— EXERCISE A —
In the text about the electronics bench light, what two kinds of LEDs are interleaved on the strips?

— TEXT SHOWN —
I made a nice light for my electronics bench using a tunable LED strip and off-the-shelf driver. The strips have interleaved warm and cool LEDs, and is tunable by adjusting how much power is delivered to each color.

The driver I found is very versatile, in that it can be dimmed by a typical wall dimmer, or 0-10V signal, or PWM, etc. But it’s only a single channel, and what I really want is something with Z-wave control. I could put two of the drivers on my bench light, with a couple of Z-wave 0-10V control dimmers, but then those need an additional 24 V supply of their own.

Need

Having had no luck finding an off-the-shelf solution, I’d like to design my own, but I’m struggling to find appropriate ICs or reference designs, in part because there are so many lighting applications and I don’t know the terminology well enough (I do have an EE degree, though).

— EXERCISE B —
Please rewrite the listing from its first line through the line holding "161 79 L 158", inclusive, with "rear tire" replaced by "back tire" and everything else unchanged. Leave the pictures out of your answer.

— RECORD SET —
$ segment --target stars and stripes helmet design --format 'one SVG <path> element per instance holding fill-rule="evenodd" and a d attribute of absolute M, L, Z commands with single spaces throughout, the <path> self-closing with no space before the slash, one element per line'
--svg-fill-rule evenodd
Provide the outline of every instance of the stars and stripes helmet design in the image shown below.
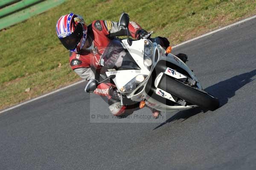
<path fill-rule="evenodd" d="M 86 40 L 87 26 L 81 16 L 70 13 L 61 16 L 57 21 L 56 32 L 66 49 L 79 53 Z"/>

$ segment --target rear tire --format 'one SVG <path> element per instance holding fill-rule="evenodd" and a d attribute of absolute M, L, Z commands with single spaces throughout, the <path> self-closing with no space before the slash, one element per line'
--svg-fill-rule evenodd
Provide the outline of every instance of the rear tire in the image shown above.
<path fill-rule="evenodd" d="M 161 79 L 158 85 L 159 88 L 187 102 L 211 111 L 218 109 L 219 107 L 218 99 L 206 92 L 203 92 L 195 87 L 187 85 L 165 74 Z"/>

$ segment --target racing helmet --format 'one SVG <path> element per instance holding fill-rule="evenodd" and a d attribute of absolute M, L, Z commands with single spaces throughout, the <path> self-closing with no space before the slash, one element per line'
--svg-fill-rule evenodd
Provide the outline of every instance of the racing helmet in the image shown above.
<path fill-rule="evenodd" d="M 67 49 L 79 53 L 85 43 L 87 26 L 82 17 L 70 13 L 61 16 L 57 21 L 56 32 Z"/>

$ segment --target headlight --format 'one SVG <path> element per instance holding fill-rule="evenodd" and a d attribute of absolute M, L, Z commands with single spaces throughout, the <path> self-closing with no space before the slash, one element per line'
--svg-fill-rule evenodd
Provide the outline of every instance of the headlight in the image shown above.
<path fill-rule="evenodd" d="M 148 40 L 144 41 L 144 64 L 149 71 L 152 65 L 152 48 L 151 43 Z"/>
<path fill-rule="evenodd" d="M 142 83 L 147 77 L 147 75 L 139 75 L 133 78 L 123 87 L 120 89 L 120 90 L 123 92 L 130 92 L 134 90 L 141 83 Z"/>

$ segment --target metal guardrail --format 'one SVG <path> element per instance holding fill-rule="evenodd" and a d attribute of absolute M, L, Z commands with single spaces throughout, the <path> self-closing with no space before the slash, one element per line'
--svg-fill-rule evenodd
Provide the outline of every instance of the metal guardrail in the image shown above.
<path fill-rule="evenodd" d="M 17 0 L 2 0 L 0 1 L 0 7 L 12 4 L 0 9 L 0 30 L 44 12 L 65 1 L 23 0 L 17 2 Z"/>

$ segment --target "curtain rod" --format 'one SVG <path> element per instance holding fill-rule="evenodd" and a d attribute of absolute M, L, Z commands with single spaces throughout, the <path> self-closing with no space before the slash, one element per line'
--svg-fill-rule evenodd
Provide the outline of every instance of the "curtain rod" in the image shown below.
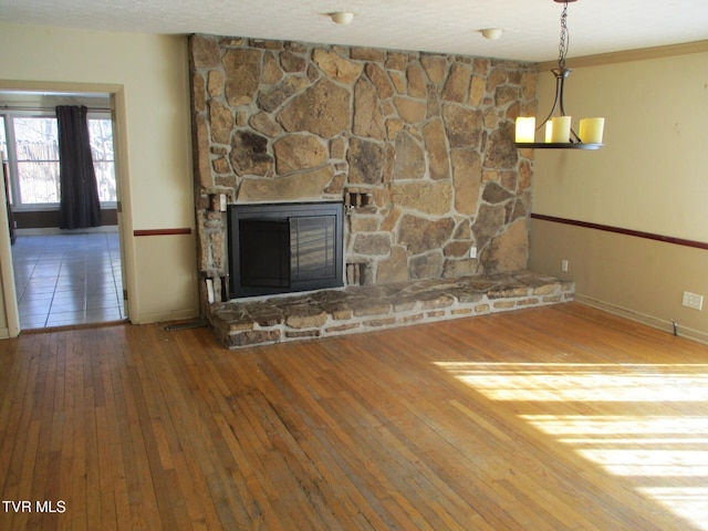
<path fill-rule="evenodd" d="M 86 107 L 90 113 L 105 113 L 113 111 L 111 107 Z M 32 105 L 0 105 L 0 111 L 51 111 L 55 112 L 56 105 L 53 107 L 35 107 Z"/>

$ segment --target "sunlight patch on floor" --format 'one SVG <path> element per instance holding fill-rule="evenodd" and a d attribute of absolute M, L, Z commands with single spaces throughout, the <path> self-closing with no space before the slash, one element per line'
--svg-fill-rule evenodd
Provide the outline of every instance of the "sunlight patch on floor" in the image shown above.
<path fill-rule="evenodd" d="M 494 400 L 705 402 L 706 374 L 677 365 L 440 363 Z M 691 365 L 695 371 L 696 366 Z M 675 371 L 670 373 L 670 371 Z"/>
<path fill-rule="evenodd" d="M 625 478 L 637 492 L 696 529 L 708 531 L 708 416 L 699 406 L 708 403 L 708 365 L 437 365 L 492 400 L 527 402 L 532 412 L 543 407 L 549 414 L 519 416 L 607 473 Z M 583 403 L 594 414 L 552 414 L 554 404 L 563 407 L 563 402 Z M 627 404 L 625 410 L 638 413 L 613 414 L 623 408 L 621 403 Z M 657 409 L 652 403 L 663 414 L 653 414 Z M 679 413 L 681 406 L 691 413 Z M 514 407 L 522 412 L 523 406 Z M 677 415 L 667 416 L 668 407 L 676 407 Z"/>

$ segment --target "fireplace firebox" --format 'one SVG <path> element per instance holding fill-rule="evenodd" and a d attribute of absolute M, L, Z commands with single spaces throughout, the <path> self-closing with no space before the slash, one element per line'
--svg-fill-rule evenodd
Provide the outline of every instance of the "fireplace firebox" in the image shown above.
<path fill-rule="evenodd" d="M 233 299 L 343 285 L 342 202 L 230 205 Z"/>

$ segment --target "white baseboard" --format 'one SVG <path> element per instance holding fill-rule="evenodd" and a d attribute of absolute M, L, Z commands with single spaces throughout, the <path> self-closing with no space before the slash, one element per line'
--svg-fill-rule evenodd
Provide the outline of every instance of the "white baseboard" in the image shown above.
<path fill-rule="evenodd" d="M 579 293 L 575 293 L 575 302 L 580 302 L 581 304 L 585 304 L 587 306 L 596 308 L 597 310 L 612 313 L 613 315 L 618 315 L 621 317 L 628 319 L 629 321 L 635 321 L 637 323 L 646 324 L 647 326 L 652 326 L 653 329 L 663 330 L 670 334 L 674 333 L 674 323 L 671 321 L 658 319 L 653 315 L 646 315 L 644 313 L 635 312 L 634 310 L 628 310 L 626 308 L 617 306 L 615 304 L 600 301 L 597 299 L 593 299 L 587 295 L 581 295 Z M 678 325 L 677 335 L 680 335 L 681 337 L 687 337 L 698 343 L 708 344 L 708 334 L 699 330 L 694 330 L 694 329 Z"/>

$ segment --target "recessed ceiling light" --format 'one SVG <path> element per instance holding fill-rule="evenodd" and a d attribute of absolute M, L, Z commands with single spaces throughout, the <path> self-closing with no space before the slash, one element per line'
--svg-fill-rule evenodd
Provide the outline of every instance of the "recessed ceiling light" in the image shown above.
<path fill-rule="evenodd" d="M 330 18 L 335 24 L 346 25 L 354 20 L 354 13 L 351 11 L 335 11 L 330 13 Z"/>
<path fill-rule="evenodd" d="M 485 39 L 489 39 L 490 41 L 496 41 L 503 33 L 499 28 L 485 28 L 483 30 L 479 30 Z"/>

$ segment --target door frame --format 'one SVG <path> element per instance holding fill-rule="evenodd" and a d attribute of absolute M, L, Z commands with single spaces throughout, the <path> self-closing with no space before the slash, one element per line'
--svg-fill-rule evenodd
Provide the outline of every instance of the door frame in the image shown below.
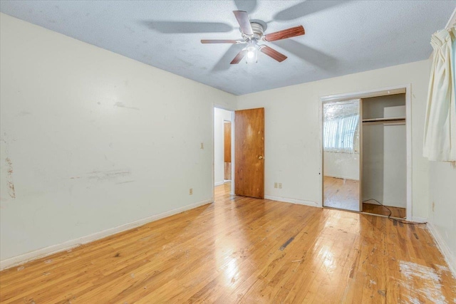
<path fill-rule="evenodd" d="M 411 94 L 411 85 L 410 83 L 401 85 L 395 85 L 387 88 L 383 88 L 379 89 L 373 89 L 368 90 L 347 93 L 342 94 L 336 94 L 321 96 L 319 98 L 318 105 L 318 127 L 319 130 L 319 140 L 320 140 L 320 190 L 321 193 L 321 207 L 324 201 L 324 193 L 323 188 L 323 104 L 328 101 L 342 101 L 350 99 L 363 99 L 371 97 L 385 96 L 388 95 L 395 95 L 405 93 L 405 140 L 407 146 L 407 209 L 406 209 L 406 219 L 408 221 L 412 221 L 412 207 L 413 207 L 413 197 L 412 197 L 412 94 Z M 360 159 L 361 159 L 360 156 Z M 361 177 L 361 176 L 360 176 Z M 361 188 L 361 184 L 360 184 Z M 361 193 L 361 192 L 360 192 Z M 362 198 L 360 198 L 362 199 Z"/>
<path fill-rule="evenodd" d="M 231 195 L 234 195 L 234 129 L 236 127 L 236 122 L 234 122 L 234 110 L 224 105 L 217 105 L 217 103 L 212 104 L 212 202 L 215 200 L 215 142 L 214 141 L 214 136 L 215 135 L 214 126 L 215 126 L 215 117 L 214 109 L 215 108 L 224 110 L 231 112 Z"/>

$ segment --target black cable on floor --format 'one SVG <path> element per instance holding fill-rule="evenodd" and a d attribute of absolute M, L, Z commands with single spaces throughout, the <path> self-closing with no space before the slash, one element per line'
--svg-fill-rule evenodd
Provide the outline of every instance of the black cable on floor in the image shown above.
<path fill-rule="evenodd" d="M 419 225 L 420 224 L 428 224 L 428 222 L 425 222 L 425 223 L 417 223 L 415 221 L 401 221 L 400 219 L 391 219 L 391 214 L 393 214 L 393 212 L 391 211 L 391 209 L 389 209 L 388 207 L 387 207 L 386 206 L 385 206 L 384 204 L 383 204 L 382 203 L 380 203 L 380 201 L 378 201 L 378 200 L 376 200 L 375 199 L 366 199 L 366 201 L 363 201 L 363 202 L 364 203 L 365 201 L 376 201 L 377 203 L 378 203 L 378 204 L 381 206 L 383 206 L 383 208 L 386 208 L 386 209 L 390 211 L 390 214 L 388 216 L 388 218 L 389 220 L 390 221 L 398 221 L 399 223 L 402 223 L 402 224 L 405 224 L 406 225 Z"/>

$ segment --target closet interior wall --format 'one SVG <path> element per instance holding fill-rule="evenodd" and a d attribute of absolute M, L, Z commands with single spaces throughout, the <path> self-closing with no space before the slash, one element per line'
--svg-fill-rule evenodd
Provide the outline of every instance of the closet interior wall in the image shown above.
<path fill-rule="evenodd" d="M 405 94 L 362 100 L 363 202 L 406 208 Z"/>

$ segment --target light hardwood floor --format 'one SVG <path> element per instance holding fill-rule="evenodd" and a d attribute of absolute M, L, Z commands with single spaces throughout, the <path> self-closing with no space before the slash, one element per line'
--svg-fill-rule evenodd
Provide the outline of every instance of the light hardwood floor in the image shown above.
<path fill-rule="evenodd" d="M 231 196 L 0 273 L 0 302 L 451 303 L 425 225 Z"/>
<path fill-rule="evenodd" d="M 341 209 L 358 211 L 359 208 L 359 182 L 352 179 L 324 177 L 324 206 Z M 405 208 L 388 206 L 391 216 L 405 219 Z M 363 212 L 388 216 L 388 209 L 375 201 L 363 203 Z"/>

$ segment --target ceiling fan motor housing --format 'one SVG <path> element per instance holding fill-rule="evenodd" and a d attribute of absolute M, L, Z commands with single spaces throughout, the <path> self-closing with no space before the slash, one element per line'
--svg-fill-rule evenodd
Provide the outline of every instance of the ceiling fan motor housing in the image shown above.
<path fill-rule="evenodd" d="M 254 32 L 253 37 L 249 37 L 246 36 L 244 38 L 246 40 L 255 39 L 256 41 L 261 41 L 263 38 L 263 34 L 264 32 L 264 28 L 263 26 L 259 23 L 251 22 L 250 26 L 252 26 L 252 30 Z M 243 34 L 244 36 L 244 34 Z"/>

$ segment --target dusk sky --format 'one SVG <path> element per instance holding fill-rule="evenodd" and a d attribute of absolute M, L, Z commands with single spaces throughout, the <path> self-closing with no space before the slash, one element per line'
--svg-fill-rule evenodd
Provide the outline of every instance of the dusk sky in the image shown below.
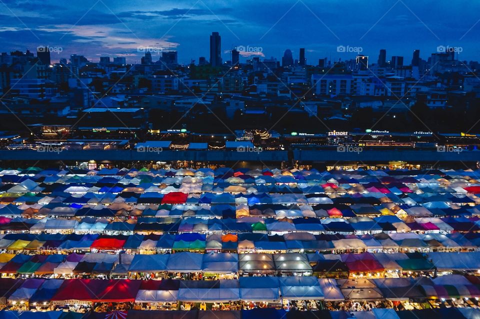
<path fill-rule="evenodd" d="M 208 58 L 213 31 L 222 36 L 224 61 L 240 46 L 280 60 L 286 48 L 298 58 L 304 47 L 314 64 L 356 55 L 338 52 L 338 46 L 361 47 L 370 63 L 380 48 L 388 60 L 404 56 L 409 64 L 414 49 L 426 60 L 439 46 L 460 47 L 459 60 L 480 60 L 479 12 L 480 2 L 462 0 L 1 0 L 0 40 L 2 52 L 61 47 L 54 62 L 76 53 L 139 63 L 138 48 L 147 47 L 174 48 L 180 63 L 198 62 Z"/>

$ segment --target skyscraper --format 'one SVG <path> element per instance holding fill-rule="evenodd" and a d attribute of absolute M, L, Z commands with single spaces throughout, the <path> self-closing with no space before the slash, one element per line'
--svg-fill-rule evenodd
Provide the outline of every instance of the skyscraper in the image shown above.
<path fill-rule="evenodd" d="M 282 66 L 291 66 L 294 65 L 294 56 L 290 49 L 285 50 L 284 56 L 282 58 Z"/>
<path fill-rule="evenodd" d="M 386 50 L 384 48 L 380 50 L 378 54 L 378 66 L 384 68 L 386 65 Z"/>
<path fill-rule="evenodd" d="M 152 64 L 152 54 L 147 51 L 145 52 L 145 56 L 142 58 L 142 64 Z"/>
<path fill-rule="evenodd" d="M 114 64 L 124 65 L 126 64 L 126 59 L 124 56 L 114 56 Z"/>
<path fill-rule="evenodd" d="M 42 64 L 50 65 L 50 49 L 48 46 L 38 46 L 36 48 L 36 57 Z"/>
<path fill-rule="evenodd" d="M 356 61 L 356 70 L 364 71 L 368 68 L 368 57 L 365 56 L 357 56 Z"/>
<path fill-rule="evenodd" d="M 100 56 L 100 64 L 110 64 L 110 56 Z"/>
<path fill-rule="evenodd" d="M 305 48 L 300 48 L 300 58 L 298 59 L 298 64 L 300 64 L 302 66 L 304 66 L 305 65 L 306 62 L 306 61 L 305 60 Z"/>
<path fill-rule="evenodd" d="M 210 36 L 210 64 L 212 66 L 222 65 L 222 51 L 220 48 L 220 34 L 218 32 L 212 32 Z"/>
<path fill-rule="evenodd" d="M 240 63 L 240 52 L 234 49 L 232 50 L 232 65 L 235 66 Z"/>
<path fill-rule="evenodd" d="M 414 56 L 412 58 L 412 66 L 418 66 L 420 64 L 420 50 L 414 50 Z"/>
<path fill-rule="evenodd" d="M 392 68 L 396 68 L 399 66 L 404 66 L 404 57 L 394 56 L 392 57 L 392 63 L 390 66 Z"/>
<path fill-rule="evenodd" d="M 178 64 L 178 53 L 176 51 L 163 51 L 162 60 L 166 64 Z"/>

— FINAL RESULT A —
Warm and cool LEDs.

— FINAL RESULT B —
$ segment --target stars and stripes helmet design --format 'one SVG <path> element per instance holding fill-rule="evenodd" and a d attribute of absolute M, L, Z commands with single spaces throughout, the <path> self-closing with no space before the slash, one element per line'
--svg-fill-rule evenodd
Provide the outline of every instance of the stars and stripes helmet design in the image shown below.
<path fill-rule="evenodd" d="M 86 40 L 87 26 L 81 16 L 70 13 L 61 16 L 57 21 L 56 32 L 66 49 L 79 53 Z"/>

$ segment --target back tire --format 'one SVG <path> element per instance holding fill-rule="evenodd" and a d attribute of absolute M, L, Z commands with single spaces throughout, the <path> self-closing with no space before the slash, one element per line'
--svg-fill-rule evenodd
Provide the outline of every instance of the back tire in the image shown above.
<path fill-rule="evenodd" d="M 161 79 L 158 85 L 159 88 L 187 102 L 211 111 L 218 109 L 219 107 L 218 99 L 206 92 L 203 92 L 195 87 L 187 85 L 165 74 Z"/>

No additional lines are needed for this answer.